### GIVEN EXERCISE
Pick out each row of the records below that contains the word "line", and copy every such row in full.

A sequence of records
------------------------------------------------
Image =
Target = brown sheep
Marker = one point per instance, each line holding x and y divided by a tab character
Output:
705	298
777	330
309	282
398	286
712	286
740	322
------------------------------------------------
### THE COMPLETED TASK
Marker = one point per instance, each line holding x and y divided by a tab character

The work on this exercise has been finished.